▸ 課題: 以下の DALL·E 2 の解説文のうち、「- 埋め込みから画像自体を生成する「デコーダー (decoder)」」から「の画像埋め込みとすると、$P(z_i | y)$ をモデル化していることになります。」までの部分（両端を含む）を、一字も変えずに抜き出して返しなさい。

▸ 本文:
"""

2段階の拡散モデルで高品質の画像生成を達成した DALL·E 2
公式ブログ記事: https://openai.com/dall-e-2/
論文: Ramesh et al., 2022. Hierarchical Text-Conditional Image Generation with CLIP Latents
ここでついに、最近 OpenAI から発表された高品質画像生成モデルの DALL·E 2 の技術詳細を見ていくことにしましょう。なお、その生成された画像などについての一般的な話は、インターネット上に多数の記事がある (例えば、ITmedia や GIGAZINE) ので、そちらをご覧いただくとして、本記事では技術的な詳細に注目します。
DALL·E 2 は、一言で言うと、CLIP と拡散モデルベースの画像生成を組み合わせた2段階モデルです。上図の下に示したように、
- 画像の埋め込みを生成する「事前分布 (prior)」
- 埋め込みから画像自体を生成する「デコーダー (decoder)」
の2つのコンポーネントの組み合わせで構成されています。
まず、「事前分布」は、テキスト・キャプション (自然言語による記述文) から CLIP の画像埋め込みを生成します。$y$ をテキスト・キャプション、$z_i$ を CLIP の画像埋め込みとすると、$P(z_i | y)$ をモデル化していることになります。
この「事前分布」のために、論文では、以下の2つのアプローチを試しています。
- 自己回帰的なモデル: $z_i$ を離散トークンの系列に変換し、自己回帰的に予測
- 拡散モデル: 連続的な $z_i$ をガウシアン拡散モデルを使って生成。具体的には、ノイズの乗った画像埋め込みから、ノイズの無い画像埋め込み、を予測します。テキストと、テキスト埋め込みを条件付けに使います。
実験の節でも述べますが、このうち、拡散モデルを使った方が、画像生成の質が高かったということです。
次に、「デコーダー」は、CLIP 画像埋め込みから画像を生成します。元の CLIP の画像エンコーダーは、画像を受け取って埋め込みを生成するので、ここでは「CLIP を反転」しているものだと考えればよいでしょう。$x$ を生成画像だとすると、ここでは $P(x | z_i, y)$ をモデル化していることになります。

"""

(記録データ)
"""

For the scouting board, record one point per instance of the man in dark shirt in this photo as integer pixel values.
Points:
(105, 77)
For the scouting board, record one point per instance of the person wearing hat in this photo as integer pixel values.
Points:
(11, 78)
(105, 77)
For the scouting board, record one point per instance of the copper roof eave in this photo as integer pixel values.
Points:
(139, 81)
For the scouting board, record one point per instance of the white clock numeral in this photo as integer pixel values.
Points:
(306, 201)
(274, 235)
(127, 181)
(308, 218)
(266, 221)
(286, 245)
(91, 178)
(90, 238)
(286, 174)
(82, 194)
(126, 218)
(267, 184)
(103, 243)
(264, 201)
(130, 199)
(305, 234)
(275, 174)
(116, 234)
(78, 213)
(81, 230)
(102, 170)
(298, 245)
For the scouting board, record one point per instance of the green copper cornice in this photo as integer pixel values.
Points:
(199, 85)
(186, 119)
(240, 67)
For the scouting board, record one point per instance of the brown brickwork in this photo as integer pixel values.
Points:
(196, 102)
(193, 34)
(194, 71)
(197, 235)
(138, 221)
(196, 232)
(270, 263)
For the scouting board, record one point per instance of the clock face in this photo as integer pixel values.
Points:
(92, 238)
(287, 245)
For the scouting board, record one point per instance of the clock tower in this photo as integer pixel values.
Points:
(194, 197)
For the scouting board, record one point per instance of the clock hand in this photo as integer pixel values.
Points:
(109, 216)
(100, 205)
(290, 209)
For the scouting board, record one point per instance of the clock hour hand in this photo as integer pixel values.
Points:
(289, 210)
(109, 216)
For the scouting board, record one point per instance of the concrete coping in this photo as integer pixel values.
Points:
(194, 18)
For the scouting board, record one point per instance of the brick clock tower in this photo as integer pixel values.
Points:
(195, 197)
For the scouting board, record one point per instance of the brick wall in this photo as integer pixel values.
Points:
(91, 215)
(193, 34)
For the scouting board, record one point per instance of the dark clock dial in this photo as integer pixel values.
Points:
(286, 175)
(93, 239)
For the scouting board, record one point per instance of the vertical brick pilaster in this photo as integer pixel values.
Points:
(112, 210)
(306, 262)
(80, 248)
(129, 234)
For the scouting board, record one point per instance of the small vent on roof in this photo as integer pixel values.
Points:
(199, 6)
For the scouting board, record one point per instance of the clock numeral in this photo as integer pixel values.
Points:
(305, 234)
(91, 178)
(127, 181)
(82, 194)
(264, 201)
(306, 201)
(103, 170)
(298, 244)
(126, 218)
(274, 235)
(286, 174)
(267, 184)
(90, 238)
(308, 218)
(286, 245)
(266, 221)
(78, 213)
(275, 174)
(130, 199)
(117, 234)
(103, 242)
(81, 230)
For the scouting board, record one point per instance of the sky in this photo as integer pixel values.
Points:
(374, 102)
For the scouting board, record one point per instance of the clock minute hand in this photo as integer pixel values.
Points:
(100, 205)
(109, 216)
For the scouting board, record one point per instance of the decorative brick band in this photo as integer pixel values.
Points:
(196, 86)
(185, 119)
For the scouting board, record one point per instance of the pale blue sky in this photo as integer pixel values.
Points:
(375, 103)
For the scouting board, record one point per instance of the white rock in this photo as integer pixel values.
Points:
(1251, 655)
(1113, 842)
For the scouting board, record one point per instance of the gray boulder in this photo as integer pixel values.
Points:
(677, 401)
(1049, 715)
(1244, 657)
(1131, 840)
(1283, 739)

"""

▸ 解答:
- 埋め込みから画像自体を生成する「デコーダー (decoder)」
の2つのコンポーネントの組み合わせで構成されています。
まず、「事前分布」は、テキスト・キャプション (自然言語による記述文) から CLIP の画像埋め込みを生成します。$y$ をテキスト・キャプション、$z_i$ を CLIP の画像埋め込みとすると、$P(z_i | y)$ をモデル化していることになります。